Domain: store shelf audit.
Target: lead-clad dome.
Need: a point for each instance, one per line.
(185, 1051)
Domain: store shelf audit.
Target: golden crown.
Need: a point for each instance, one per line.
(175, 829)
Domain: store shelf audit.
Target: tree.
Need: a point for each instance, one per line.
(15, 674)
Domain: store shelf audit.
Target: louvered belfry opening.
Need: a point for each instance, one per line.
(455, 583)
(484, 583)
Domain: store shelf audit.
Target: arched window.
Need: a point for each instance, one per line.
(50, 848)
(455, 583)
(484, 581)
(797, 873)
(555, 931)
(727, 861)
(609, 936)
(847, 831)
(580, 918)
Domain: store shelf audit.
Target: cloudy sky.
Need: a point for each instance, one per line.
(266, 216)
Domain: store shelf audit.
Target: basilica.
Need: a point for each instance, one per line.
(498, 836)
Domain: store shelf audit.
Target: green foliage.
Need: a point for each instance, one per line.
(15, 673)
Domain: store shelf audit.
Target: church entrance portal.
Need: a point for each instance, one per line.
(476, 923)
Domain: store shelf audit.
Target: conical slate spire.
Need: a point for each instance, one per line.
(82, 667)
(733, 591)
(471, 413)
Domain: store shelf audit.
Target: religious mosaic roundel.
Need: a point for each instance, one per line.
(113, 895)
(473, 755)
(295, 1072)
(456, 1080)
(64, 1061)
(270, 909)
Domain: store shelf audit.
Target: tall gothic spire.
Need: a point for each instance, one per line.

------

* [TO BE DONE]:
Pick out every line in the rows above that contains the word "Target" and copy each such line. Case counts.

* [EXERCISE SOLUTION]:
Target: lead-clad dome.
Target: golden crown.
Target: tree.
Target: louvered belfry opening.
Target: arched window.
Target: cloudy sky.
Target: basilica.
Target: green foliage.
Target: church entrance portal.
Target: conical slate spire.
Target: religious mosaic roundel.
Target: tall gothic spire.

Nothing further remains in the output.